- _Exercise instructions_
- A) Using the excerpt on launch windows below, decide whether each statement agrees with it, answering yes or no and quoting the exact words that settle it. (i) Mercury's synodic period with Venus is around five months. (ii) For the LEO to Titan launch, the maximum velocity can be lowered from 58.8 km/s to 43 km/s. (iii) The compromise permits mutual launch all year round.
- B) From the excerpt on launch windows below, write out the words between "Applied to our" and "this even further?", inclusive.

- _Excerpt_
▼▼▼
In some cases, this is not much of an issue. Mercury has such a short synodic period with essentially any other world (on the order of five months with Venus and three/four months with anywhere else) that it would not be much trouble to simply wait for the optimal launch window and use inexpensive Hohmann transfers for launch while receiving the return retrograde. For other worlds, a compromise is possible: if we consider the reverse freefall as a practical upper limit, we make sure that launch is always cheaper than any reception regardless of the time of year.

Applied to our ongoing example, for our LEO to Titan launch, we can reduce the maximum (reverse freefall) velocity from the received 58.8 km/s, 1.729 GJ/kg to 43 km/s, 924 MJ/kg; in turn, we can expect 58.8 km/s to 78.6 km/s, 1.729 GJ/kg to 3.089 GJ/kg returns. Thus, we ensure that we will always make some gain, and still allow mutual launch for roughly three-quarters of the year.


Can we improve this even further?
▲▲▲
- _Rows_
▼▼▼
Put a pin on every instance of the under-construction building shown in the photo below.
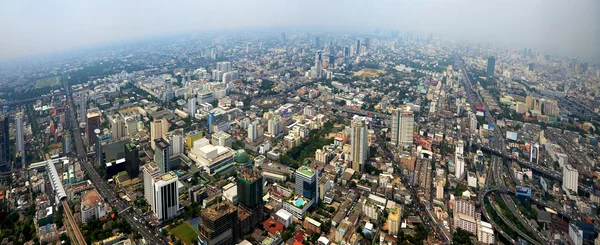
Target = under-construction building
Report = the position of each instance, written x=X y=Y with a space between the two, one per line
x=218 y=224
x=250 y=193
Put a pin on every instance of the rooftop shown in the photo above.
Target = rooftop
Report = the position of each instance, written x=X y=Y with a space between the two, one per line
x=306 y=171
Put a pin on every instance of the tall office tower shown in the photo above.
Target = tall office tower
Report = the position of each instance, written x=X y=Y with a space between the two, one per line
x=359 y=143
x=274 y=126
x=4 y=143
x=150 y=170
x=93 y=123
x=192 y=106
x=318 y=66
x=82 y=106
x=177 y=142
x=491 y=67
x=331 y=61
x=307 y=183
x=132 y=159
x=249 y=186
x=162 y=158
x=117 y=126
x=459 y=166
x=218 y=224
x=252 y=131
x=402 y=128
x=570 y=178
x=19 y=133
x=67 y=143
x=158 y=129
x=165 y=202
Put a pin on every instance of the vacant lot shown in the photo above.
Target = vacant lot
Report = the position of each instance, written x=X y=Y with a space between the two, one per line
x=48 y=82
x=369 y=73
x=185 y=233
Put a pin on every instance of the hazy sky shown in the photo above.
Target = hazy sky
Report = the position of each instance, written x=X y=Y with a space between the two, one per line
x=564 y=27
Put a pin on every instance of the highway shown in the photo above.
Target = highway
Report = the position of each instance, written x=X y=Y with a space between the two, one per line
x=101 y=185
x=80 y=240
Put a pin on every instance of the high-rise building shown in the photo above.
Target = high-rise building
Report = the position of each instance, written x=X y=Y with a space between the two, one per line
x=150 y=170
x=132 y=159
x=274 y=126
x=491 y=67
x=402 y=128
x=117 y=126
x=4 y=144
x=177 y=142
x=218 y=224
x=307 y=183
x=161 y=155
x=67 y=143
x=93 y=123
x=165 y=196
x=570 y=178
x=249 y=186
x=360 y=148
x=252 y=131
x=192 y=106
x=82 y=106
x=20 y=141
x=158 y=129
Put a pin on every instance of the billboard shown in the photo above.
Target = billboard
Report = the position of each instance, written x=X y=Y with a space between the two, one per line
x=511 y=135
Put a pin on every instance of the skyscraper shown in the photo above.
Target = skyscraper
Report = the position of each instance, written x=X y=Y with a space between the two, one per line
x=158 y=128
x=359 y=143
x=19 y=133
x=82 y=106
x=491 y=67
x=177 y=142
x=192 y=106
x=252 y=131
x=249 y=189
x=161 y=155
x=93 y=123
x=165 y=196
x=402 y=128
x=218 y=225
x=4 y=143
x=307 y=183
x=117 y=126
x=132 y=159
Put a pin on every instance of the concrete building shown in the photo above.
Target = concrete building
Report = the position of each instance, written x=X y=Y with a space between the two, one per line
x=92 y=206
x=360 y=149
x=165 y=199
x=117 y=127
x=162 y=156
x=93 y=123
x=485 y=233
x=402 y=128
x=158 y=129
x=218 y=224
x=570 y=178
x=177 y=142
x=19 y=136
x=214 y=159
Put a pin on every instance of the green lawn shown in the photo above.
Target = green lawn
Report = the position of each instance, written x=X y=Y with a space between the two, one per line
x=48 y=82
x=185 y=233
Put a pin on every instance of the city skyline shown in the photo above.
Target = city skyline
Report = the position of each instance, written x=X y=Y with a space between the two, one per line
x=550 y=26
▲▲▲
- _Results_
- A)
(i) Yes: "on the order of five months with Venus"
(ii) Yes: "we can reduce the maximum (reverse freefall) velocity from the received 58.8 km/s, 1.729 GJ/kg to 43 km/s, 924 MJ/kg"
(iii) No: "still allow mutual launch for roughly three-quarters of the year"

- B)
Applied to our ongoing example, for our LEO to Titan launch, we can reduce the maximum (reverse freefall) velocity from the received 58.8 km/s, 1.729 GJ/kg to 43 km/s, 924 MJ/kg; in turn, we can expect 58.8 km/s to 78.6 km/s, 1.729 GJ/kg to 3.089 GJ/kg returns. Thus, we ensure that we will always make some gain, and still allow mutual launch for roughly three-quarters of the year.


Can we improve this even further?